▸ Passage provided:
▼▼▼

7 Gaussian elimination

7.1 A systematic way to solve systems of linear equations

Figure 7.1: Carl Friedrich Gauss. Painting by Christian Albrecht Jensen (approx. 1840).

You saw two ways of solving a small system of linear equations, graphically and algebraically. Of course, solving a system graphically gives us very limited capabilities, both in precision and in the number of dimensions (variables) we can handle. Algebraically solving a system of equations is accurate, but becomes more tedious the more variables there are. Unless you use a systematic way. The common systematic way to solve any system of linear equations is to use an algorithm named after Carl Friedrich Gauss¹ (Figure 7.1). The procedure is called Gaussian elimination with back-substitution. This algorithm is still used today, also in computer programs to solve systems of linear equations. Gaussian elimination is useful because it will also yield a number of fundamental facts about the solution set of the system of equations.

Gaussian elimination consists of a set of general rules by which we can manipulate a system of linear equations without changing its solution set, and a systematic way to apply these rules to approach the solution. The final goal of the manipulations in Gaussian elimination is to obtain a system of equations that has a (upper) triangular shape, like the system of equations Equation 7.1.

\[ \begin{align*} a_{11} x + a_{12} y + a_{13} z + \dots a_{1n} v & = b_1 \\ a_{22} y + a_{23} z + \dots a_{2n} v & = b_2 \\ a_{33} z + \dots a_{3n} v & = b_3 \\ \dots & = \dots \\ a_{nn} v & = b_n \end{align*} \tag{7.1}\]

Such a system can be more easily solved than the original set of equations. Calculating a value for each variable by so-called back-substitution starts from the bottom of the triangular set of equations. You first solve the last equation for \(v\), then substitute this value of \(v\) in the second to last equation and solve that one for the second to last variable. You continue working upwards in the list until you finally substitute all variables in the first equation and solve that one for \(x\). The way to obtain a triangular set of equations is to manipulate the equations using a set of operations that leaves the solution set of the system of equations intact. The rules for manipulating the equations are:

Any two equations may exchange position
Any equation can be multiplied by a non-zero scalar on both sides of the equal sign
Any equation can be added to (or subtracted from) any other equation in the system

These operations will not change the solution of the system of equations (see Section 7.3), so that the new set of equations is equivalent to the original set. The following scheme describes a systematic way (an algorithm) of carrying out these operations in order to reach a triangular system. Most people apply the rules intuitively, but here they are written out:

Procedure for Gaussian elimination

Set the first equation to be the operating equation, and the first variable to be the target variable.
If the operating equation is the last equation then stop, else continue with 3.
If the operating equation has a non-zero coefficient for the target variable then continue with 4, else continue with 6.
To each equation below the operating equation add or subtract a multiple of the operating equation so that the coefficient of the target variable becomes 0.

▲▲▲

▸ Short exercise 1:
According to the Gaussian elimination text, why is the manipulated set of equations equivalent to the original one? Answer in one to three sentences.
▸ Short exercise 2:
Answer these from the Gaussian elimination text:
(a) Who made the painting of Gauss in Figure 7.1, and about when?
(b) In back-substitution, which equation is solved first, and for which variable?
(c) What kind of scalar may an equation be multiplied by?
▸ Short exercise 3:
Resume the Gaussian elimination text from the point where it stops.
The data that comes next has no connection to the Gaussian elimination text.

▸ Data records:
▼▼▼

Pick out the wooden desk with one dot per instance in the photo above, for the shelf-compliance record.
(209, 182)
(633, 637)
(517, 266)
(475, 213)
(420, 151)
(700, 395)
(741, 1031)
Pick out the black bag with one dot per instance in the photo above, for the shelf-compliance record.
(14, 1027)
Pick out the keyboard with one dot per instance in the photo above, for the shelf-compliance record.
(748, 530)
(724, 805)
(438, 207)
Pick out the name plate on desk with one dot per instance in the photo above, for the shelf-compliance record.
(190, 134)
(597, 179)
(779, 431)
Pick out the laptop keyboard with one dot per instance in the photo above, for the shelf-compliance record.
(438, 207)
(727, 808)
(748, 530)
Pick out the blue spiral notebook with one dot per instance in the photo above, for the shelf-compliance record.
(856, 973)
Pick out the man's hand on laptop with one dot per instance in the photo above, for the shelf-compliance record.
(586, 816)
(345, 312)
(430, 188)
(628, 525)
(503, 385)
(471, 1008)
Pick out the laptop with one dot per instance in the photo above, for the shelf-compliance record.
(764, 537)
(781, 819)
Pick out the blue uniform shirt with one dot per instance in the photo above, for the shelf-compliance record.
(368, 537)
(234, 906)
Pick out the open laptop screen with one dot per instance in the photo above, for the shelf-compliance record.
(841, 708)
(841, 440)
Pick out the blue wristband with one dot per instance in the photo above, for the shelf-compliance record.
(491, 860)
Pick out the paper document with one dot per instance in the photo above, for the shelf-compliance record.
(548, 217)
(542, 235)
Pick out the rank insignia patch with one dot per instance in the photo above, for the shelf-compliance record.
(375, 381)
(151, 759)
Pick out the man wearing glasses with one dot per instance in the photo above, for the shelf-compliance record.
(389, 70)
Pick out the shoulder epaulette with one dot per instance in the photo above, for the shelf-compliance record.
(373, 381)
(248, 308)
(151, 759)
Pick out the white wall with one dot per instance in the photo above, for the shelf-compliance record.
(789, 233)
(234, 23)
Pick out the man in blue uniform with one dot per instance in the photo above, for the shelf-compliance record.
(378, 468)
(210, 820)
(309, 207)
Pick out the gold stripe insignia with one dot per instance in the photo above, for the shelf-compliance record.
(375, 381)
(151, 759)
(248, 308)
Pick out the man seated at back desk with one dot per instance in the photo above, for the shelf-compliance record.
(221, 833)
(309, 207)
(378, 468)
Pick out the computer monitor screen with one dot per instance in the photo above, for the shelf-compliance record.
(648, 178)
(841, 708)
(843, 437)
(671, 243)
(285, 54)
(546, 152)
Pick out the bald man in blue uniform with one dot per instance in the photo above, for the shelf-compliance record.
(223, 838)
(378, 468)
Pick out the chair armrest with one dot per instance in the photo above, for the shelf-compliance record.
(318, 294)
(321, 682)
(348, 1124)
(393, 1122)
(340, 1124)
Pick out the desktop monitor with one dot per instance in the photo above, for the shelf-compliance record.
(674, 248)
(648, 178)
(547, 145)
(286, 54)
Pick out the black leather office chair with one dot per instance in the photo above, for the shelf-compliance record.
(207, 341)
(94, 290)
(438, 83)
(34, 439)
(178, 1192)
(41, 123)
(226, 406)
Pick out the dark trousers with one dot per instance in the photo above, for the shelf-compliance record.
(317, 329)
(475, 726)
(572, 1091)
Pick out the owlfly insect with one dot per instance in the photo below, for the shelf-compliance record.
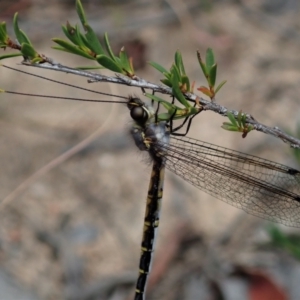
(258, 186)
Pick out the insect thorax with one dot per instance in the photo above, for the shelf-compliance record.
(153, 138)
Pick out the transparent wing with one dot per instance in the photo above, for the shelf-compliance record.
(260, 187)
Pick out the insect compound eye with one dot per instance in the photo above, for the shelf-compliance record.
(139, 114)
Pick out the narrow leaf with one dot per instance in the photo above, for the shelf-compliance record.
(21, 36)
(202, 65)
(210, 59)
(93, 40)
(178, 94)
(158, 67)
(167, 82)
(81, 13)
(108, 48)
(179, 63)
(186, 82)
(220, 85)
(71, 48)
(125, 63)
(213, 75)
(205, 91)
(28, 51)
(232, 119)
(3, 33)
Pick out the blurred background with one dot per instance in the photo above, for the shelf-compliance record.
(74, 232)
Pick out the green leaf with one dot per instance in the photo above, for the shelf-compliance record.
(93, 40)
(220, 85)
(125, 61)
(210, 59)
(108, 63)
(3, 33)
(185, 81)
(232, 119)
(28, 51)
(10, 55)
(108, 48)
(158, 67)
(212, 75)
(81, 40)
(175, 74)
(167, 82)
(71, 48)
(81, 13)
(178, 94)
(21, 36)
(202, 64)
(240, 119)
(70, 33)
(205, 91)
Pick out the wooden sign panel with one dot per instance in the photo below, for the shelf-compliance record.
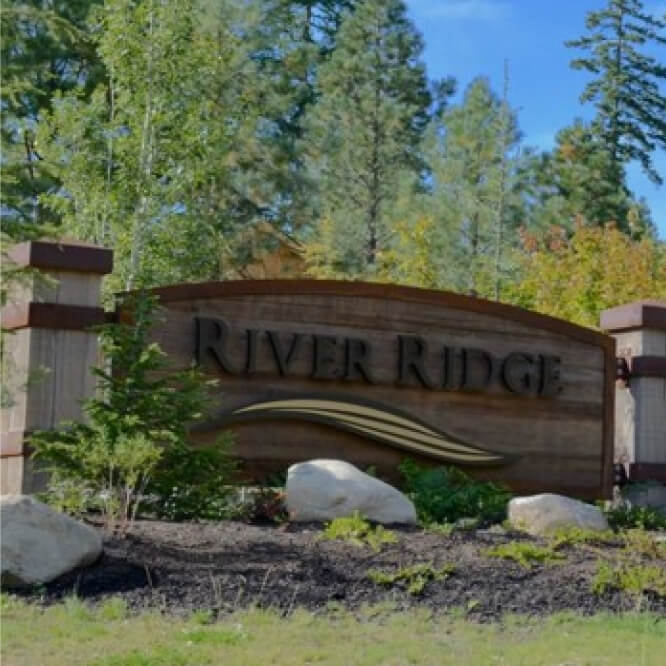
(374, 373)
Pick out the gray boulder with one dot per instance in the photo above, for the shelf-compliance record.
(321, 490)
(40, 544)
(546, 513)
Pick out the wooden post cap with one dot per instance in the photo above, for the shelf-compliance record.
(639, 314)
(64, 255)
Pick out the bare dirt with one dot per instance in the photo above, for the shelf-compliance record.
(179, 567)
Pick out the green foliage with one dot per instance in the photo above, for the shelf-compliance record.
(446, 494)
(471, 152)
(633, 578)
(136, 429)
(267, 504)
(625, 88)
(194, 482)
(643, 517)
(414, 577)
(357, 530)
(45, 49)
(576, 536)
(577, 277)
(526, 553)
(363, 136)
(639, 543)
(577, 182)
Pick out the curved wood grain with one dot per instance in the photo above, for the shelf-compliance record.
(211, 290)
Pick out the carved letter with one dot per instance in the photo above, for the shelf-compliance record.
(550, 376)
(478, 369)
(282, 360)
(251, 358)
(357, 357)
(412, 357)
(324, 363)
(211, 338)
(452, 375)
(518, 372)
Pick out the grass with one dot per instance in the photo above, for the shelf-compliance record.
(415, 577)
(357, 530)
(526, 553)
(74, 634)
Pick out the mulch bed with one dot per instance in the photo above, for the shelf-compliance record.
(179, 567)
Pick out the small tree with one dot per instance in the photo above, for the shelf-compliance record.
(137, 422)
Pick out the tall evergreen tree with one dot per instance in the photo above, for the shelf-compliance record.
(474, 199)
(577, 182)
(160, 162)
(45, 50)
(631, 109)
(287, 40)
(364, 134)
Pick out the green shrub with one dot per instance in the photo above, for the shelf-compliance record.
(632, 578)
(446, 494)
(415, 578)
(357, 530)
(136, 430)
(641, 517)
(194, 482)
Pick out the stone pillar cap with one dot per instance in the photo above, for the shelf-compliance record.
(648, 313)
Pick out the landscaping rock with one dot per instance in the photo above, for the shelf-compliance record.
(542, 514)
(326, 489)
(40, 544)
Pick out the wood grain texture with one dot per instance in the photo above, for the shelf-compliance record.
(562, 443)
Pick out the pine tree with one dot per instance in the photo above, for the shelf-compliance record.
(160, 162)
(45, 50)
(631, 109)
(363, 135)
(287, 40)
(577, 181)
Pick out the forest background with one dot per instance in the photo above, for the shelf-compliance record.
(194, 136)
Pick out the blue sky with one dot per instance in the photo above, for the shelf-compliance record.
(467, 38)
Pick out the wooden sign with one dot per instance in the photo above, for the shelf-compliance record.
(374, 374)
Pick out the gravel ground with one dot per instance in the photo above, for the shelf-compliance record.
(179, 567)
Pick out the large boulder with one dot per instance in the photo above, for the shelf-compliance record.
(546, 513)
(40, 544)
(325, 489)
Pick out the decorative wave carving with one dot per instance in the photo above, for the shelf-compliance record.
(367, 419)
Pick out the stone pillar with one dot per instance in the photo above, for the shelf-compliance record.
(640, 400)
(49, 347)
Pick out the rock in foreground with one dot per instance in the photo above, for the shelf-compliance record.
(546, 513)
(321, 490)
(40, 544)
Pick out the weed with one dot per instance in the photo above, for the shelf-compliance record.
(114, 608)
(356, 529)
(445, 529)
(641, 517)
(575, 536)
(201, 616)
(632, 578)
(640, 542)
(526, 553)
(216, 635)
(415, 577)
(77, 609)
(446, 494)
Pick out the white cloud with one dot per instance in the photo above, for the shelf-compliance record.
(484, 10)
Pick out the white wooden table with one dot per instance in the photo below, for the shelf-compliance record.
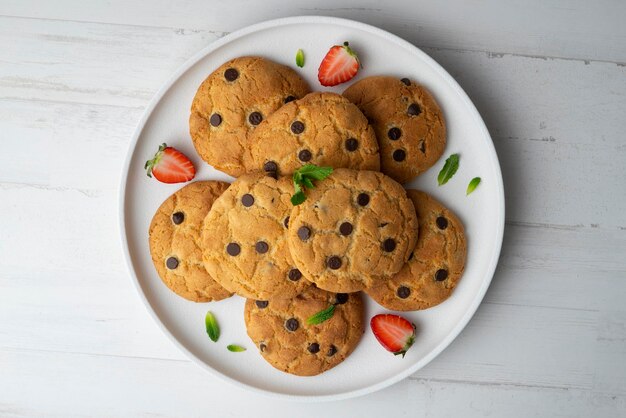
(549, 77)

▲▲▲

▸ Exercise answer 1:
The permitted operations are exchanging two equations, multiplying an equation on both sides by a non-zero scalar, and adding one equation to another or subtracting it. None of them changes the solution of the system. Because the solution set stays intact, the new set of equations has the same solutions as the original.

▸ Exercise answer 2:
(a) Christian Albrecht Jensen, approx. 1840.
(b) The last equation, solved for \(v\).
(c) A non-zero scalar, applied on both sides of the equal sign.

▸ Exercise answer 3:
Set the equation immediately below the operating equation to be the new operating equation and the variable following the target variable to be the new target variable. Continue with 2.
Find the first equation below the operating equation for which the target variable has a non-zero coefficient. If there is an equation below the operating equation for which the coefficient of the target variable is not zero then exchange that equation with the target equation, make it the new target equation and continue with 4. Else if the target value is not the last variable make the next variable the target variable and continue with 4. Else stop.

We demonstrate this procedure by an example.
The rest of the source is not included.